● **EXERCISE BRIEF**
Copy out every line of the data where the word "query" is found.
── TASK MATERIAL
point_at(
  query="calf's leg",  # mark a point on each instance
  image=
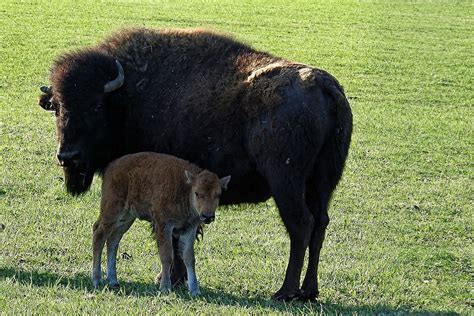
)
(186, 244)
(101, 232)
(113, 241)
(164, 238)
────
── TASK MATERIAL
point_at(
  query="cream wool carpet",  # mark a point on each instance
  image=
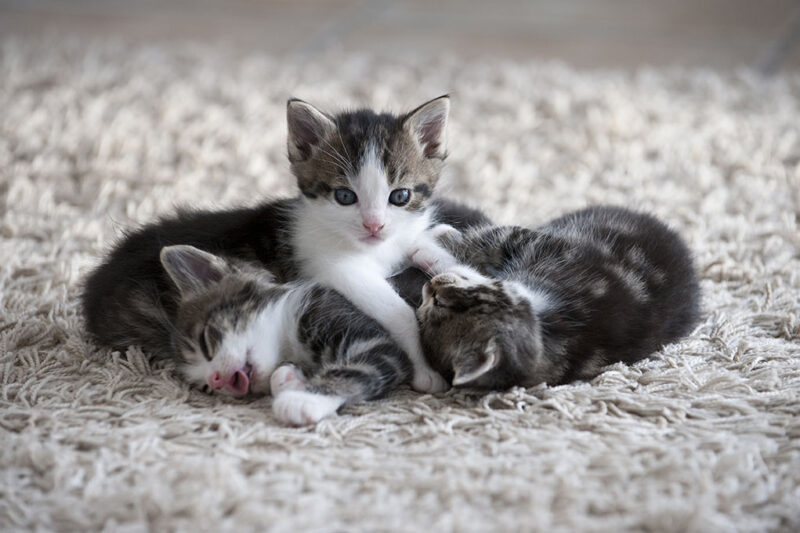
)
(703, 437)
────
● **ANSWER SPACE**
  query="calf's leg",  # mark a point on each instance
  query="cream wool carpet",  # mark a point on each instance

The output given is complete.